* _Task statement_
Each line below is to be written out in full, exactly as shown.

============================================================

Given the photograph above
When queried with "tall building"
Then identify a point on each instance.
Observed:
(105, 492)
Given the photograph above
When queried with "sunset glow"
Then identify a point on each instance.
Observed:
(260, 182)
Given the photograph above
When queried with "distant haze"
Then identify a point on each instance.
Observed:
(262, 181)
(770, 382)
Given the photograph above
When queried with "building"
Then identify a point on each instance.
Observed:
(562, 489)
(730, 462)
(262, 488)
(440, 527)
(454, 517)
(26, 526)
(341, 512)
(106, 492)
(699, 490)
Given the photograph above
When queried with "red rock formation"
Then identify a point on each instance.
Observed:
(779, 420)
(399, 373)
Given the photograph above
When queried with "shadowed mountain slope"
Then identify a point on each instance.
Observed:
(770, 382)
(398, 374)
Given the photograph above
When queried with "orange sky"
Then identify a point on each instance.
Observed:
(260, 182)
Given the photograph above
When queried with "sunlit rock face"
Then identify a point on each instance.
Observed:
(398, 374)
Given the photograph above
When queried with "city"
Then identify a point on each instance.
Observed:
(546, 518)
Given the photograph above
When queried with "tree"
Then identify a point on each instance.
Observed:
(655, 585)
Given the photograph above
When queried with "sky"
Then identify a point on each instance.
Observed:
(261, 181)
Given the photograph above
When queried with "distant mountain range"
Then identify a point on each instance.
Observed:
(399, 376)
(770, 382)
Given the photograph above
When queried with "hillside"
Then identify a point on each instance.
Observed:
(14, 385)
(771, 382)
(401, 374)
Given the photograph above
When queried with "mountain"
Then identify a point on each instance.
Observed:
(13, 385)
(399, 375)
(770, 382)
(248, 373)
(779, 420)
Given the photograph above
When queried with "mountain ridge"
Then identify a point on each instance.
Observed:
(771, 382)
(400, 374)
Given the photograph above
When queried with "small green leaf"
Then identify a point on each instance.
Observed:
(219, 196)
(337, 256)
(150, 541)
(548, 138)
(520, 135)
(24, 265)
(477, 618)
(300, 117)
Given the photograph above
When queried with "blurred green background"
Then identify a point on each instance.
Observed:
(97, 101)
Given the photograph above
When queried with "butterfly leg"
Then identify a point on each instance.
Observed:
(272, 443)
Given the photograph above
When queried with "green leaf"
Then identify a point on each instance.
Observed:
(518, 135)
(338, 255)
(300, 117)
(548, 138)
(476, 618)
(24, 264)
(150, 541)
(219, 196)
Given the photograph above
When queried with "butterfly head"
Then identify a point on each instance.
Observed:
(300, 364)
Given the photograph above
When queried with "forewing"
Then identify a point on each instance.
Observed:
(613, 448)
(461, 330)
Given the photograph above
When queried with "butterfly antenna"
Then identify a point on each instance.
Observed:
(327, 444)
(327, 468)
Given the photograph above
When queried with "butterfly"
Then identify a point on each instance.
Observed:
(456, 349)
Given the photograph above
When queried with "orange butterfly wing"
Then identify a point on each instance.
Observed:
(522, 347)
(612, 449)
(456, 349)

============================================================

* _Response to this task_
Given the photograph above
When queried with "tall building"
Then identify a point on each instance.
Observed:
(105, 492)
Given the photograph above
When queried with "sunset glow"
Then identify a point on each instance.
Observed:
(260, 182)
Given the photograph above
When queried with "distant haze"
Then identify a point on each instance.
Observed:
(262, 181)
(770, 382)
Given the photograph above
When queried with "building"
Then identify a point on each instance.
Observed:
(562, 489)
(730, 462)
(262, 488)
(440, 527)
(454, 517)
(26, 526)
(341, 512)
(106, 492)
(699, 490)
Given the photograph above
When queried with "red rock formation"
Then identify a point on each instance.
Observed:
(779, 420)
(399, 373)
Given the photograph above
When queried with "shadowed mountain slope"
Then identify a point on each instance.
Observed:
(770, 382)
(398, 374)
Given the photograph above
When queried with "orange sky"
Then identify a point on each instance.
Observed:
(260, 182)
Given the photograph above
When queried with "sunlit rock face"
Then identify a point on each instance.
Observed:
(398, 374)
Given the photograph above
When queried with "city"
Then identify a point on each instance.
Observed:
(546, 518)
Given the photograph above
When queried with "tree"
Then identify a point on each instance.
Observed:
(655, 585)
Given the photograph above
When queried with "sky"
Then identify a point on each instance.
Observed:
(261, 181)
Given the photograph above
When queried with "distant mountain range"
Then identify a point on each instance.
Observed:
(399, 376)
(770, 382)
Given the photograph above
When queried with "hillside"
Then identify a point on each instance.
Observed:
(14, 385)
(771, 382)
(401, 374)
Given the photograph above
When queried with "mountain"
Then identify a point on each instance.
Observed:
(13, 385)
(399, 375)
(770, 382)
(248, 373)
(779, 420)
Given the photograph above
When queried with "mountain ridge"
Then identify a point on each instance.
Observed:
(771, 382)
(400, 374)
Given the photograph above
When queried with "small green leaf"
Then identify a point on each instance.
Observed:
(219, 196)
(337, 256)
(150, 541)
(548, 138)
(520, 135)
(24, 265)
(477, 618)
(300, 117)
Given the photograph above
When queried with "blurred green background"
Then identify a point on each instance.
Observed:
(97, 101)
Given the photograph above
When queried with "butterfly leg"
Then identify a point on each instance.
Observed:
(272, 443)
Given the photograph above
When queried with "green leaf"
Then identify a point on each instance.
Observed:
(518, 135)
(338, 255)
(300, 117)
(548, 138)
(476, 618)
(24, 264)
(150, 541)
(219, 196)
Given the photograph above
When queried with "butterfly head"
Then identify a point on each instance.
Observed:
(300, 364)
Given the photograph above
When queried with "forewing"
Then identify a point on each instance.
Observed:
(613, 448)
(461, 330)
Given the photograph above
When queried with "butterfly antenna"
Then identify a point on each instance.
Observed:
(327, 444)
(327, 468)
Given the photograph above
When queried with "butterfly"
Then identify a point on each instance.
Observed:
(456, 349)
Given the photograph above
When queried with "orange butterfly wing"
Then identify a point on each instance.
Observed:
(522, 347)
(612, 449)
(456, 349)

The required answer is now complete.